- What is expected -
Give again, exactly as written, each line of the material below starting at the line that contains "Where can you see the red marker" and ending at the line that contains "Where can you see the clear". Both ends count, and no other line does.
Content starts
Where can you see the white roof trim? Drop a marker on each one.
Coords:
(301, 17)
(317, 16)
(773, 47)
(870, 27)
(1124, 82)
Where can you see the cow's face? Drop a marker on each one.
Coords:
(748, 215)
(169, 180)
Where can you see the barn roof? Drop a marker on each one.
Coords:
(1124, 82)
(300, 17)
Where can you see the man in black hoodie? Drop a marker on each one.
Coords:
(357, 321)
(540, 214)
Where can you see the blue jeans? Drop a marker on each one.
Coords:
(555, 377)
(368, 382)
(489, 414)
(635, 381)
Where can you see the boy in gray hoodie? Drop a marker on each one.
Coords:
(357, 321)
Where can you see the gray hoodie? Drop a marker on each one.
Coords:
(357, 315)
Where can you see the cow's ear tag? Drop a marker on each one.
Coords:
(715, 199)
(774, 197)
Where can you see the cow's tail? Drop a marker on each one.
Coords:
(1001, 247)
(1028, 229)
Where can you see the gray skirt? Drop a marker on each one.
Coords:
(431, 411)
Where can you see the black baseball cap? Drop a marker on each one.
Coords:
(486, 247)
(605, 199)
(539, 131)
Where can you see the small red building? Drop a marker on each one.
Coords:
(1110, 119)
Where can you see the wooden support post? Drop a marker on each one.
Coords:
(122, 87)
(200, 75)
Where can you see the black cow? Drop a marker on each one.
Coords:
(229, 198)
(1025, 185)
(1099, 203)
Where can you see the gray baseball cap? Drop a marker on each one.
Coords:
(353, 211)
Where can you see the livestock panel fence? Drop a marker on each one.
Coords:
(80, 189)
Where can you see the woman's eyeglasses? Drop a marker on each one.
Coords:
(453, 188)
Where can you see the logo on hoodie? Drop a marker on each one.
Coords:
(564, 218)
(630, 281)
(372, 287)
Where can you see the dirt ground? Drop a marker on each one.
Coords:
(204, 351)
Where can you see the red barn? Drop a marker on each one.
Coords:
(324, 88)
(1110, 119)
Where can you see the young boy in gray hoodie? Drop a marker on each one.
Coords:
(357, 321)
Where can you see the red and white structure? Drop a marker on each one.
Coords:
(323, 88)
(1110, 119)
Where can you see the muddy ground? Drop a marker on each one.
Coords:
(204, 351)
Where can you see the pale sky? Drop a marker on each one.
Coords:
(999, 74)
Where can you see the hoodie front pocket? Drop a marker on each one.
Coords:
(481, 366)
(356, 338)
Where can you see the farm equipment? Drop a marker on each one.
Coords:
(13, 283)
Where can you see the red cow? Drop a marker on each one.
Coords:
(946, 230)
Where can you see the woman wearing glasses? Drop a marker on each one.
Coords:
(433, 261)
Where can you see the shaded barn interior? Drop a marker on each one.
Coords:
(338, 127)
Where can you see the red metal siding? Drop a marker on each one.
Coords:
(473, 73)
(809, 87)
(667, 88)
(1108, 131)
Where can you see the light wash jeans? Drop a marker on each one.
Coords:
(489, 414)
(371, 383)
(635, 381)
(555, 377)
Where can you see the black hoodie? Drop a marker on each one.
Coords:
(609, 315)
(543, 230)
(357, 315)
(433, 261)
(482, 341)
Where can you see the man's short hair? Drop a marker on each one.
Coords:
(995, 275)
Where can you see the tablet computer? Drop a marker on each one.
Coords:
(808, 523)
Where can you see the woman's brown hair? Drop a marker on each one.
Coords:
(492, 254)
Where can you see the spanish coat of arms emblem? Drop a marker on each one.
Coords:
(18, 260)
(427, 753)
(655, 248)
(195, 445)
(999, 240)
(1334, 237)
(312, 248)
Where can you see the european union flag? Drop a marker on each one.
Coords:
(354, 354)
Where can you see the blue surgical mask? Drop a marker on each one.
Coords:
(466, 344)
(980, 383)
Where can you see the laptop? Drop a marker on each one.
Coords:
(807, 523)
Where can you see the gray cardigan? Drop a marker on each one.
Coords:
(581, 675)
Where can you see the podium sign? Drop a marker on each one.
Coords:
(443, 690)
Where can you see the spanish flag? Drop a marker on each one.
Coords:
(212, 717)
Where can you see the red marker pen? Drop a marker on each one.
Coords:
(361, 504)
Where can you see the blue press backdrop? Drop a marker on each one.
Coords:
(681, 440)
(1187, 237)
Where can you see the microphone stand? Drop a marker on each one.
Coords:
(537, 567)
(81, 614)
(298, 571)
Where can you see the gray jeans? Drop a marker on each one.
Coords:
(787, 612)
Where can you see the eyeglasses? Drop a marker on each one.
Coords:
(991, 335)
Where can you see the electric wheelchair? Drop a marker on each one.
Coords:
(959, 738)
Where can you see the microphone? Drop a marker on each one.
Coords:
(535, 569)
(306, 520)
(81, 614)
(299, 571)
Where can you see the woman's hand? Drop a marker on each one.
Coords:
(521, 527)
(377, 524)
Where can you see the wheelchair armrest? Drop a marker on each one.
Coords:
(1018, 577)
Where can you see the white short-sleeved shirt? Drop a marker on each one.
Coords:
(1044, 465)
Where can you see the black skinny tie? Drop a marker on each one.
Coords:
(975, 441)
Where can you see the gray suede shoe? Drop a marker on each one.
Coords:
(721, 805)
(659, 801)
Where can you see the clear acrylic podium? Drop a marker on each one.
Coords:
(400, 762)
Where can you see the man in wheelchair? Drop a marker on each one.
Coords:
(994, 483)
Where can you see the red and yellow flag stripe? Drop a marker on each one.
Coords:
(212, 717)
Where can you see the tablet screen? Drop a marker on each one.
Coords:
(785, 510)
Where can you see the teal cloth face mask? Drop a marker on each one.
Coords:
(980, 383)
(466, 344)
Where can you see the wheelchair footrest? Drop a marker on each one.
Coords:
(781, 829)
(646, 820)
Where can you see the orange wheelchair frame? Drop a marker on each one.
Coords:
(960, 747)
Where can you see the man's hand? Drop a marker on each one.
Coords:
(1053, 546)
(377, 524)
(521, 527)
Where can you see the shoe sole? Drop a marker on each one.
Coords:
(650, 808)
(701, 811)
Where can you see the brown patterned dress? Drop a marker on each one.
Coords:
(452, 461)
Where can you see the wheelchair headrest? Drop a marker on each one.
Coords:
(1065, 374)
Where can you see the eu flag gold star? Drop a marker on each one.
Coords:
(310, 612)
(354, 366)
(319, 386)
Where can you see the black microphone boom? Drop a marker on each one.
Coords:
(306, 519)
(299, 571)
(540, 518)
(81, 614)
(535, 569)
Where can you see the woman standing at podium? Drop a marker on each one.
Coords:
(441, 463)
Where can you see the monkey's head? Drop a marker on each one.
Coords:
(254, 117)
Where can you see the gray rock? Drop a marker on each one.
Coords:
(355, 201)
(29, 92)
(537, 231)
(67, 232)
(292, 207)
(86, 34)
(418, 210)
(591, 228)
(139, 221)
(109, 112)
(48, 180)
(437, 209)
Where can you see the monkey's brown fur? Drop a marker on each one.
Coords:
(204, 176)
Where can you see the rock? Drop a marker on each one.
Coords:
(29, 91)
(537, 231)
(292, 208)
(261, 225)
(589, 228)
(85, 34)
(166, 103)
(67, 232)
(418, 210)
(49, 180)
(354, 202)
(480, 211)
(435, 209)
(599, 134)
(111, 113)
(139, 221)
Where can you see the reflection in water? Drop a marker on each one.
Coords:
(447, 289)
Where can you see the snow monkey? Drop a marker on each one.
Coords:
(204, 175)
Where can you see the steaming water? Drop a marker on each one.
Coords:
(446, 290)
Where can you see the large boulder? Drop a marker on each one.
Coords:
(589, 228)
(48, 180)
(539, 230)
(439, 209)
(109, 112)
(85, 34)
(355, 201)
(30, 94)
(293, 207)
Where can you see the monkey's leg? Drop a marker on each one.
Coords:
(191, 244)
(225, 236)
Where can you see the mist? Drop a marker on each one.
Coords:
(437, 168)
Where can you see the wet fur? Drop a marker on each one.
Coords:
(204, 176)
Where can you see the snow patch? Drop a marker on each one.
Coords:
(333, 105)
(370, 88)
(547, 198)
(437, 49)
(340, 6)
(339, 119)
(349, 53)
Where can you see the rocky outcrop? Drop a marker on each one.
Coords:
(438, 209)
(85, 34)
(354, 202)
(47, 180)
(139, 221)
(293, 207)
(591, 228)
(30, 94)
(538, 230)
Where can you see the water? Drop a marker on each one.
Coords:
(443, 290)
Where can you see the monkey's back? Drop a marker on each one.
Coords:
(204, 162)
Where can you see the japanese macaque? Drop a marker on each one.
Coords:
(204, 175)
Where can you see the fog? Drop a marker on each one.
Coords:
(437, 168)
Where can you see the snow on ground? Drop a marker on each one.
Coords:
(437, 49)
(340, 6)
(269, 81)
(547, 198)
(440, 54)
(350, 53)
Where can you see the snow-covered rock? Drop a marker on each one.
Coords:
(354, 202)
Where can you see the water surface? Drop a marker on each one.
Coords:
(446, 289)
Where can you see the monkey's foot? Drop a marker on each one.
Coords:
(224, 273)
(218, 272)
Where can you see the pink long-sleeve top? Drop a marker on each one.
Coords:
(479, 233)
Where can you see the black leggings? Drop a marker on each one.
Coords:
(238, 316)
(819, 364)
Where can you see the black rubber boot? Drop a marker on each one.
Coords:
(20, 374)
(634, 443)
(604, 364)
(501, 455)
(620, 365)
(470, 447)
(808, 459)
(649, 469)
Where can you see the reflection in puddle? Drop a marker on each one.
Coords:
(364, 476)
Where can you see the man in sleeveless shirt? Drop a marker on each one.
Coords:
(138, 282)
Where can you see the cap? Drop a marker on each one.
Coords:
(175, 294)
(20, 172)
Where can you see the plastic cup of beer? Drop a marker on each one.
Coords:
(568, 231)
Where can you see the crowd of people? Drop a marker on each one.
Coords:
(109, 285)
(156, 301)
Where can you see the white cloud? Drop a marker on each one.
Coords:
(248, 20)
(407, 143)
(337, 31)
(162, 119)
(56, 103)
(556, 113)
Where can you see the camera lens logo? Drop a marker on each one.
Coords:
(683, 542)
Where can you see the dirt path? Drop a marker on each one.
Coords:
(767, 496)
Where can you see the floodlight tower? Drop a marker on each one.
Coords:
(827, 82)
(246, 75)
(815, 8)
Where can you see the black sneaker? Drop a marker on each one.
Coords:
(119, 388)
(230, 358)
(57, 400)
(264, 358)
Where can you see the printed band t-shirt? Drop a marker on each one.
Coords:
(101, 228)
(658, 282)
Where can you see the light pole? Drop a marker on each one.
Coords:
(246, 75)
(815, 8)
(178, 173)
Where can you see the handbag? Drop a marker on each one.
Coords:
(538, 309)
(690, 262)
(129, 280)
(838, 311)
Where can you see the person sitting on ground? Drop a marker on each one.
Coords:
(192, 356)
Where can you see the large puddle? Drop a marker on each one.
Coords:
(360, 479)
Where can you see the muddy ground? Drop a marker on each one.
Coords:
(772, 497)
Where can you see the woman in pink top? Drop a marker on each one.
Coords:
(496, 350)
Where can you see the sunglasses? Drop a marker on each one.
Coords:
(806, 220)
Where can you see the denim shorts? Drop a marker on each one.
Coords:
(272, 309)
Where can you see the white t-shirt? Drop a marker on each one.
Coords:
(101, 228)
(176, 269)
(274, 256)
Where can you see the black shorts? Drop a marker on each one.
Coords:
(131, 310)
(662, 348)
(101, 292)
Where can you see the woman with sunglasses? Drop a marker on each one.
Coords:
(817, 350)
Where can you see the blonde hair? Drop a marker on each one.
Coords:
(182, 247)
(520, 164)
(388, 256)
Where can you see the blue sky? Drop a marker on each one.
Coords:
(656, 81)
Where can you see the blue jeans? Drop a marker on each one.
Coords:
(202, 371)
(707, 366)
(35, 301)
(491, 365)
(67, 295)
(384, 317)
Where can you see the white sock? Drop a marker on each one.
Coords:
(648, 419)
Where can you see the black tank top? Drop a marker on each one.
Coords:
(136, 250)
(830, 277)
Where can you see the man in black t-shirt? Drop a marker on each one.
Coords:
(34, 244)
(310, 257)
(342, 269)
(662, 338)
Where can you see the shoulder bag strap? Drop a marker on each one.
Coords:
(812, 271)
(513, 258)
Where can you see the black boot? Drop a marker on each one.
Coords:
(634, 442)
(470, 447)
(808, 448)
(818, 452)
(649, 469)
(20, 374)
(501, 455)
Content ends
- Result for this task -
Where can you see the red marker pen? Drop a marker on each one.
Coords:
(361, 504)
Where can you see the blue press backdrop? Drop a marker on each one.
Coords:
(681, 440)
(1187, 237)
Where can you see the microphone stand? Drop a marker on each one.
Coords:
(537, 567)
(81, 614)
(298, 571)
Where can you see the gray jeans? Drop a marker on each one.
Coords:
(787, 612)
Where can you see the eyeglasses? Drop a marker on each one.
Coords:
(991, 335)
Where can you see the electric wheelchair? Drop a marker on each one.
Coords:
(959, 738)
Where can you see the microphone? Drop a marker on each one.
Coords:
(535, 569)
(306, 520)
(81, 614)
(299, 571)
Where can you see the woman's hand? Drop a marker on each one.
Coords:
(521, 527)
(377, 524)
Where can you see the wheelchair armrest? Drop a marker on each one.
Coords:
(1018, 577)
Where can you see the white short-sleeved shirt? Drop a marker on each one.
Coords:
(1044, 465)
Where can you see the black skinny tie? Drop a marker on each one.
Coords:
(975, 441)
Where can you see the gray suede shoe? Drop a marker on each one.
Coords:
(721, 805)
(659, 801)
Where can you see the clear acrylic podium? Drop a marker on each one.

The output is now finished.